begin
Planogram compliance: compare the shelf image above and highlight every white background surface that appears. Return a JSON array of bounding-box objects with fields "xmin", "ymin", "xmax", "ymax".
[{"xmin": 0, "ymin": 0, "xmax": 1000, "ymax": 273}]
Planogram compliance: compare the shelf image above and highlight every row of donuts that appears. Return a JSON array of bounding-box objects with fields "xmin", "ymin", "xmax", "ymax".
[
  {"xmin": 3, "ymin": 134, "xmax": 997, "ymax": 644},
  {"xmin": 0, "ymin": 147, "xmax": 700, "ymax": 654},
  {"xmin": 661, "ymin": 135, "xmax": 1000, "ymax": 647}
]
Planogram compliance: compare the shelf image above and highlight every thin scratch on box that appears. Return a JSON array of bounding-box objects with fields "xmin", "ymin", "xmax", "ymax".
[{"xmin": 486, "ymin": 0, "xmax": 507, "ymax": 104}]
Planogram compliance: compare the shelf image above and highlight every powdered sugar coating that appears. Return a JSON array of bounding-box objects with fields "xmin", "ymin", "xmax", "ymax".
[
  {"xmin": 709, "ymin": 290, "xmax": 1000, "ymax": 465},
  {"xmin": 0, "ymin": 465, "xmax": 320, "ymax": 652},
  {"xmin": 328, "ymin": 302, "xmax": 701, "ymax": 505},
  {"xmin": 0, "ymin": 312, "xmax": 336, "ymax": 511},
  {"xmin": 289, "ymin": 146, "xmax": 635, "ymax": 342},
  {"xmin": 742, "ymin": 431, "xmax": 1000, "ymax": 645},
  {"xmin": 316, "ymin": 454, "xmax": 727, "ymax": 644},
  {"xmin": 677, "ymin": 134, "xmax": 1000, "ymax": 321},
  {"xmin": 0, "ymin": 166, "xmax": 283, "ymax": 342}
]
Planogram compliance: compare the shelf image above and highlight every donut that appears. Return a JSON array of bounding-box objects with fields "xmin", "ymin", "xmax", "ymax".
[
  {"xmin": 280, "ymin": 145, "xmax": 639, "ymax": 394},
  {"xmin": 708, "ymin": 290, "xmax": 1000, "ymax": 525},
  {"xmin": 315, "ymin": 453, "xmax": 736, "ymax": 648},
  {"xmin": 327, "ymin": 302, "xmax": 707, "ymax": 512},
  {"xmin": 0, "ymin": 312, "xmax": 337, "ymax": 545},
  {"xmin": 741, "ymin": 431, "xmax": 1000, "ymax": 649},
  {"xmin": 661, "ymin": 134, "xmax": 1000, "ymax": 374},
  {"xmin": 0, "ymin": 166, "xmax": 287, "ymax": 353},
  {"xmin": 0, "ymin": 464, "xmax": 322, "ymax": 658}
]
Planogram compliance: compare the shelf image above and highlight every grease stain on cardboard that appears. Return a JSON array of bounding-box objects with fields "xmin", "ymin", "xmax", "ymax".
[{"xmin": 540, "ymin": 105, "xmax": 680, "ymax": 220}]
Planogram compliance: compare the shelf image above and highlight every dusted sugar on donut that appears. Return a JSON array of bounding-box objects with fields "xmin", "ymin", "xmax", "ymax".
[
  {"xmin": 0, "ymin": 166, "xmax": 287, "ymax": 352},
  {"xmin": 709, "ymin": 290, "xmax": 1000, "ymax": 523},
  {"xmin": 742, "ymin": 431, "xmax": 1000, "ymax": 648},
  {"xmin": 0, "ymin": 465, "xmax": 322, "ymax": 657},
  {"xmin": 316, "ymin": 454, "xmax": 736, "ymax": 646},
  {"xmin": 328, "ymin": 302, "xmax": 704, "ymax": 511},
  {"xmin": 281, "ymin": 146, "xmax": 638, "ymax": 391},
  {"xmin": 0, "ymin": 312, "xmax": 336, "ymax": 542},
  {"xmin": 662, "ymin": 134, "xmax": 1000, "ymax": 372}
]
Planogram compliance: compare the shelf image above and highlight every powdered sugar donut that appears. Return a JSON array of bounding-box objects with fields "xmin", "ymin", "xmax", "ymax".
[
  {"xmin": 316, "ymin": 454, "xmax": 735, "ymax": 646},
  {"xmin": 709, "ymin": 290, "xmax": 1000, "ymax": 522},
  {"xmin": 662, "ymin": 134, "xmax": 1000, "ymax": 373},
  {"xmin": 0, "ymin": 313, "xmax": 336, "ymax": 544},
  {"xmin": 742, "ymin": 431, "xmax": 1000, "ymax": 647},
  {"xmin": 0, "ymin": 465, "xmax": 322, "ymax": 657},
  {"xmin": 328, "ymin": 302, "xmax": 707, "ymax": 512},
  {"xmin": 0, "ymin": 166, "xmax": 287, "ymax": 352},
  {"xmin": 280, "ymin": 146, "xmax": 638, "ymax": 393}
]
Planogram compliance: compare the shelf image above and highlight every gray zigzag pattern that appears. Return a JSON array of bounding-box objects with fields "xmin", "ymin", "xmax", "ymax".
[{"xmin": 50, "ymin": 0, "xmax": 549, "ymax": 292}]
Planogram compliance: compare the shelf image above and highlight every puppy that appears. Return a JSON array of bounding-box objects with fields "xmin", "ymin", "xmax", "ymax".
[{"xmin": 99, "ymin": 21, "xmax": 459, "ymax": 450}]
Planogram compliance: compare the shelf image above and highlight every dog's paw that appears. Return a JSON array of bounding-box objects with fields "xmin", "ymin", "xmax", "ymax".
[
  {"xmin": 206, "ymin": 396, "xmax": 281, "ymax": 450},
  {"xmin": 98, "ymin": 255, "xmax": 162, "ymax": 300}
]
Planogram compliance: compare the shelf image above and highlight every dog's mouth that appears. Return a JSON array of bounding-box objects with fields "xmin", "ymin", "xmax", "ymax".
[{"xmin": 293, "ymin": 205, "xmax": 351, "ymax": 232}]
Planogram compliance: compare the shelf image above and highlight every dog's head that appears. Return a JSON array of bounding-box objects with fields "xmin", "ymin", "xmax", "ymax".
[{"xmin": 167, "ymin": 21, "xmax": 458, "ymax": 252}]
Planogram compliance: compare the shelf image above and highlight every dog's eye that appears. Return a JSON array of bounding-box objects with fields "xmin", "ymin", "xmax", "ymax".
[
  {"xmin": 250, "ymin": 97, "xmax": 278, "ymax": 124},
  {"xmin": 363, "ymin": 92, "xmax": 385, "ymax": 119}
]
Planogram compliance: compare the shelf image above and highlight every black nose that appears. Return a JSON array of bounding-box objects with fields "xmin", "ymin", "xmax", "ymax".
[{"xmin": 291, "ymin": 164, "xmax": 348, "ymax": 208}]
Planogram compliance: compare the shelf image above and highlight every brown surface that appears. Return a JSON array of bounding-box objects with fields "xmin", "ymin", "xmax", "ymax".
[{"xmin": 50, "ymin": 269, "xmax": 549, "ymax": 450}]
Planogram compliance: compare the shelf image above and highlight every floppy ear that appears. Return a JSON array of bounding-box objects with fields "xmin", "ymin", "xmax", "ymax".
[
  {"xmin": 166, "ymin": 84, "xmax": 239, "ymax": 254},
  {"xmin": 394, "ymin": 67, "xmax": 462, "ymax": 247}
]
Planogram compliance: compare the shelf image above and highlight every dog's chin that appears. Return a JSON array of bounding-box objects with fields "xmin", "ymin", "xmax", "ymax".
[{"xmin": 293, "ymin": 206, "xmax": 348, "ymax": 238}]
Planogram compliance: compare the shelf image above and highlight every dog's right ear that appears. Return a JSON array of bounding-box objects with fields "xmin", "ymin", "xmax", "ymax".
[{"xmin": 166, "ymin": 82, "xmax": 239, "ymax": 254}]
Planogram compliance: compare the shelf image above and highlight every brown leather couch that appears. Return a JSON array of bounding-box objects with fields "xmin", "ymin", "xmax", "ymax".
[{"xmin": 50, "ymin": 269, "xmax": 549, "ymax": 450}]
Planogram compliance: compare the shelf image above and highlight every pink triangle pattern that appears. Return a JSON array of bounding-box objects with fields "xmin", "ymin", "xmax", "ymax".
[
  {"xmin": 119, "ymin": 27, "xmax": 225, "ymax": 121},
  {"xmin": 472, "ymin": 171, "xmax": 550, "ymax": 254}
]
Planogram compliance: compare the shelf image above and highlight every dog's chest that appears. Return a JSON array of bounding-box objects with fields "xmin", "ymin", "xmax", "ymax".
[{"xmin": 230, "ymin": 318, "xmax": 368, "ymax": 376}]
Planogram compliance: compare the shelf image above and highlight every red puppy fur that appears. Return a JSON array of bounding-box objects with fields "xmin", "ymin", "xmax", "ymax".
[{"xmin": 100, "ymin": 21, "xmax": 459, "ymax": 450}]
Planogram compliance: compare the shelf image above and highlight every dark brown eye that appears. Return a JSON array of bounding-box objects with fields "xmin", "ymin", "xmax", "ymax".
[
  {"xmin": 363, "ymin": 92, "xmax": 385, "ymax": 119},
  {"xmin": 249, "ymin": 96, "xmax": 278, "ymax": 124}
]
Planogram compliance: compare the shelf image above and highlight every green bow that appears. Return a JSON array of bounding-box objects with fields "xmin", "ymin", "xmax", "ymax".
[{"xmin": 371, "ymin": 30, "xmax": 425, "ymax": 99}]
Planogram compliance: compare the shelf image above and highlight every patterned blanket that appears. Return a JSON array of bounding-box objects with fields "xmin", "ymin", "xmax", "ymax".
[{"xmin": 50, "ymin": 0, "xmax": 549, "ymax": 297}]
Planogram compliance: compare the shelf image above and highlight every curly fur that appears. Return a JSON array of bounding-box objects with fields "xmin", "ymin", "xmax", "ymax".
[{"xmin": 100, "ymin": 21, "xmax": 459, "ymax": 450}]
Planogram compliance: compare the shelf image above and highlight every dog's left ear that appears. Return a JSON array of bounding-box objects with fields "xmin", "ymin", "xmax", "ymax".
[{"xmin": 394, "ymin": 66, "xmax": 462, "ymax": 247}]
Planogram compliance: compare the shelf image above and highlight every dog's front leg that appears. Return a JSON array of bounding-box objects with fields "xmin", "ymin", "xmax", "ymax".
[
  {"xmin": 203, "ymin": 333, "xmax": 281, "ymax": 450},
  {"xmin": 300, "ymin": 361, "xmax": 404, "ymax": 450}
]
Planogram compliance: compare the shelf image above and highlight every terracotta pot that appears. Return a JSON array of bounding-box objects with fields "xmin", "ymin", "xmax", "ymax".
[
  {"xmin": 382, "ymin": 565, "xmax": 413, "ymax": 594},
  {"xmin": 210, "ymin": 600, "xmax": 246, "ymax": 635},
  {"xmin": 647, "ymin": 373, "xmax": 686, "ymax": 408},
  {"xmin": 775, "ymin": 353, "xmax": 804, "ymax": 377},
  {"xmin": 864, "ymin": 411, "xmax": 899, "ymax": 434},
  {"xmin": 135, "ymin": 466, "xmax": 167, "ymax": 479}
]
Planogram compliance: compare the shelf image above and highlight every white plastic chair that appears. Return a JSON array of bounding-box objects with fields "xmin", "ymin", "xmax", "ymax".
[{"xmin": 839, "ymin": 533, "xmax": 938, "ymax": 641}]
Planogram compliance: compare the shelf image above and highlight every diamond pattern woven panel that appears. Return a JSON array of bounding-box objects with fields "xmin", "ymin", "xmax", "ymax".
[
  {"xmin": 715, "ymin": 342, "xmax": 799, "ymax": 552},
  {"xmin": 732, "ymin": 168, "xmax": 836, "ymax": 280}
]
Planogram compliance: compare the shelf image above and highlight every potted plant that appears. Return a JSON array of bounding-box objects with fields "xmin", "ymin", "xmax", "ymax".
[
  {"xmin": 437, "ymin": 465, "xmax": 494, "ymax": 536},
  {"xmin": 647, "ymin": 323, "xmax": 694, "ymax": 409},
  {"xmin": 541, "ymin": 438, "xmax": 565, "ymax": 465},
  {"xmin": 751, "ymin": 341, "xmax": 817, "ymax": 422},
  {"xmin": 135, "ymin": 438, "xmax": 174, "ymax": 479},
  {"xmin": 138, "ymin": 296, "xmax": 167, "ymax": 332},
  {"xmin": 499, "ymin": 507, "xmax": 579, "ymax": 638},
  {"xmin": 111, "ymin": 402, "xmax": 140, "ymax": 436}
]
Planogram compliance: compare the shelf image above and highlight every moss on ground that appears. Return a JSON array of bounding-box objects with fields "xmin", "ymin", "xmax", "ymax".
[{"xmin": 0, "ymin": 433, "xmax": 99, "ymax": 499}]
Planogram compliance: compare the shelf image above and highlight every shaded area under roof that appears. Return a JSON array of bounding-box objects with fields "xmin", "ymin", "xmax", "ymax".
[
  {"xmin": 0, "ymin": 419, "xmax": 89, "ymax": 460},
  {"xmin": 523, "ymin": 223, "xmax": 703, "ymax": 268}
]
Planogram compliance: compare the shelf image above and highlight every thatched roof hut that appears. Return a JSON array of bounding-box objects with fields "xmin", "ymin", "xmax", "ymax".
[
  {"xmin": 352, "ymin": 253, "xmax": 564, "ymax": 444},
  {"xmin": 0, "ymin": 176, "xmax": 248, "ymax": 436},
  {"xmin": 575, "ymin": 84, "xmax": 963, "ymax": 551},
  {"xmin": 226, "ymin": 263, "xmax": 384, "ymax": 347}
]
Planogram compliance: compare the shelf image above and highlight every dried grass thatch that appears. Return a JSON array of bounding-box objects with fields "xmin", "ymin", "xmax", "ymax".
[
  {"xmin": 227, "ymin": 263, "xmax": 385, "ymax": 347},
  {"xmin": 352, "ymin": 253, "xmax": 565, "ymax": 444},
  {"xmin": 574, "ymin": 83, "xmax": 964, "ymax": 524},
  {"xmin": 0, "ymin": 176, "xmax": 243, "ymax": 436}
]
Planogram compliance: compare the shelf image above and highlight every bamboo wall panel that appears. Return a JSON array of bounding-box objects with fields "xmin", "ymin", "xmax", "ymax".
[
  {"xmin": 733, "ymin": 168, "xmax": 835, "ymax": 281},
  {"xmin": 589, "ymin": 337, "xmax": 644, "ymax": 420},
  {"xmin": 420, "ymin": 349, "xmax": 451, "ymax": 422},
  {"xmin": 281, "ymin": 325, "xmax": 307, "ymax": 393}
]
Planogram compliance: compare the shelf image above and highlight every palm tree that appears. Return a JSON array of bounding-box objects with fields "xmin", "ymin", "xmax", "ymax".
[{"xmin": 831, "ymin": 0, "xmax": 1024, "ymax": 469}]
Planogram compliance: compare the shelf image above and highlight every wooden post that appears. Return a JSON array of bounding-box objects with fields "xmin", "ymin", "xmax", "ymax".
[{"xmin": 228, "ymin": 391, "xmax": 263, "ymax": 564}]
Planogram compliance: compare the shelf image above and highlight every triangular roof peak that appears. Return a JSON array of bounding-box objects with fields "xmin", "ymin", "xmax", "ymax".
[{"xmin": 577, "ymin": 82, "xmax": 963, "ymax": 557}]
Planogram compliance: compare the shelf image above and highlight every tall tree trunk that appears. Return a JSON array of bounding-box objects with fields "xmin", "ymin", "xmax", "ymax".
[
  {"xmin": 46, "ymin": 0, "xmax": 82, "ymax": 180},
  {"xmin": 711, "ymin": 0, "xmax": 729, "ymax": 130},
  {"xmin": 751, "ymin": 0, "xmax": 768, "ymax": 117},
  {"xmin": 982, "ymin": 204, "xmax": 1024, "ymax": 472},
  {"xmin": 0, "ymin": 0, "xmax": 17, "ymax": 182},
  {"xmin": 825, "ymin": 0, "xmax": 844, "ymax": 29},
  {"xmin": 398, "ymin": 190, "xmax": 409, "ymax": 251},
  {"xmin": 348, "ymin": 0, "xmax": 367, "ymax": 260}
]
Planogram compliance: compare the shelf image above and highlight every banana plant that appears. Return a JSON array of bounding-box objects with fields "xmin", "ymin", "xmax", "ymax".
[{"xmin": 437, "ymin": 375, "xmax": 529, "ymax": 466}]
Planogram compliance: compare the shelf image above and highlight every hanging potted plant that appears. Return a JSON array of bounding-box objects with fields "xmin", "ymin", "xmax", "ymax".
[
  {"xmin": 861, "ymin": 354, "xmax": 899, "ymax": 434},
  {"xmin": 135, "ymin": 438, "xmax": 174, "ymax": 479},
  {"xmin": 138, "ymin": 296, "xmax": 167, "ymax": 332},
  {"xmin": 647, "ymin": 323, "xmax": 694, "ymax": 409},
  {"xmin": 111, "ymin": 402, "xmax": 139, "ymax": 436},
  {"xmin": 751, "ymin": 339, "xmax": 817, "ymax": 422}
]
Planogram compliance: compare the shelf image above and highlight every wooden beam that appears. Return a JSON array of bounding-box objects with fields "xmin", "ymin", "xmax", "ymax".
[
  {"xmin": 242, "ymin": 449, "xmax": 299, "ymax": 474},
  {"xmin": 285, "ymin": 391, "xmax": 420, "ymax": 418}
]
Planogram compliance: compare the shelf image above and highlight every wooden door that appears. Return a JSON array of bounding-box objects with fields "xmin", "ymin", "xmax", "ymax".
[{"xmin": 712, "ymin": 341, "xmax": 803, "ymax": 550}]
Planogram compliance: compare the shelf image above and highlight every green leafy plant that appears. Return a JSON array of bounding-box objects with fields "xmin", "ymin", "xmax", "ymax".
end
THE EXERCISE: Can you express the lines from the one containing "every wooden door" through the end of the entries, both included, as a JSON list of strings, one string per line and blank lines left out?

EXERCISE ANSWER:
[
  "Planogram compliance: compare the shelf image above and highlight every wooden door that appears. Return a JSON array of bounding-box objects with fields \"xmin\", \"ymin\", \"xmax\", \"ymax\".",
  "[{\"xmin\": 712, \"ymin\": 341, \"xmax\": 803, \"ymax\": 550}]",
  "Planogram compliance: compare the shelf image above and highlight every green leafy plant that appears. Return a JSON array of bounding-box objects with fields \"xmin\", \"ymin\", \"xmax\", \"ymax\"."
]